Stated exercise 1 = Count the lines in the records below that contain the string "over", treating case as significant, and reply with the number alone.

Text shown =
[Begin]

Two main solution approaches are language-specific models or multilingual models (with or without cross-language supervision):

  • Monolingual language models – The first approach is to apply a BERT variant to a specific target language. The more the training data, the better the model performance.
  • Multilingual masked language models – The other approach is to pre-train large transformer models on many languages. Multilingual language modeling aims to solve the lack of data challenge for low-resource languages by pre-training on a large number of languages so that NLP tasks learned from one language can be transferred to other languages. Multilingual masked language models (MLMs) have pushed the state-of-the-art on cross-lingual understanding tasks. Two examples are:

    • Multilingual BERT – The multilingual BERT model was trained in 104 different languages using the Wikipedia corpus. However, it has been shown that it only generalizes well across similar linguistic structures and typological features (for example, languages with similar word order). Its multilinguality is diminished especially for languages with different word orders (for example, subject/object/verb) [4].
    • XLM-R – Cross-lingual language models (XLMs) are trained with a cross-lingual objective using parallel datasets (the same text in two different languages) or without a cross-lingual objective using monolingual datasets [6]. Research shows that low-resource languages benefit from scaling to more languages. XLM-RoBERTa is a transformer-based model inspired by RoBERTa [5], and its starting point is the proposition that multilingual BERT and XLM are under-tuned. It’s trained on 100 languages using both the Wikipedia and CommonCrawl corpus, so the amount of training data for low-resource languages is approximately two orders of magnitude larger compared to m-BERT [7].

Another challenge of multilingual language models for low-resource languages is vocabulary size and tokenization. Because all languages use the same shared vocabulary in multilingual language models, there is a trade-off between increasing vocabulary size (which increases the compute requirements) vs. decreasing it (words not present in the vocabulary would be marked as unknown, or using characters instead of words as tokens would ignore any structure). The word-piece tokenization algorithm combines the benefits of both approaches. For instance, it effectively handles out-of-vocabulary words by splitting the word into subwords until it is present in the vocabulary or until the individual character is reached. Character-based tokenization isn’t very useful except for certain languages, such as Chinese. Techniques exist to address challenges for low-resource languages, such as sampling with certain distributions [6].

[End]

Stated exercise 2 = According to the text on multilingual language models, how many languages was the multilingual BERT model trained in?

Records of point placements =

[Begin]

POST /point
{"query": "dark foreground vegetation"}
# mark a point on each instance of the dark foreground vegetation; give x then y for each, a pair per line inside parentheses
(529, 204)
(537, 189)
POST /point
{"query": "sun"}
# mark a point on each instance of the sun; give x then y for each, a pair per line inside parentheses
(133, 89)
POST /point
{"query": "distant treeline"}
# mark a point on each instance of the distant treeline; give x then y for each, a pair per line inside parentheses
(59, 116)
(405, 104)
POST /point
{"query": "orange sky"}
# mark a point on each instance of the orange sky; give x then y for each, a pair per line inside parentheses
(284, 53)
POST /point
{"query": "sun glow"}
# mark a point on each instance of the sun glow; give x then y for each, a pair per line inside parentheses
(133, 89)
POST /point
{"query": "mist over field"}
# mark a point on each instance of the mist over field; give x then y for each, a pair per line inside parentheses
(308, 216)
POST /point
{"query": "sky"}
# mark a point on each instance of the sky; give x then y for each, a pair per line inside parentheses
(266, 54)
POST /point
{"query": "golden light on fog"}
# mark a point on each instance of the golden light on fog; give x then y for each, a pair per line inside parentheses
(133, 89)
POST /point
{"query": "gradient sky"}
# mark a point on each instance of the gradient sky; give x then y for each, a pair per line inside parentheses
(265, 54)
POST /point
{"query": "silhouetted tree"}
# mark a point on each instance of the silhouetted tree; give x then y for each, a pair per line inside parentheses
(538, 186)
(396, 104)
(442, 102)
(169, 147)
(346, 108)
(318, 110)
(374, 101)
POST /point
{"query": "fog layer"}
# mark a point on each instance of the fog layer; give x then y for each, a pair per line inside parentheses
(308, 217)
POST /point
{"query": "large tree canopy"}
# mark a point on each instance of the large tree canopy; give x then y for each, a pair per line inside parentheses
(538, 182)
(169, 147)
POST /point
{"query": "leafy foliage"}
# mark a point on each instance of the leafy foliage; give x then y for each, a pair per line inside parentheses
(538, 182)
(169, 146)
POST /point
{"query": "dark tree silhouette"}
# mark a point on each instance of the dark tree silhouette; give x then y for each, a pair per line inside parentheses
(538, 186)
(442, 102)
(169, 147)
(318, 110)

[End]

Exercise output 1 = 2

Exercise output 2 = 104 languages.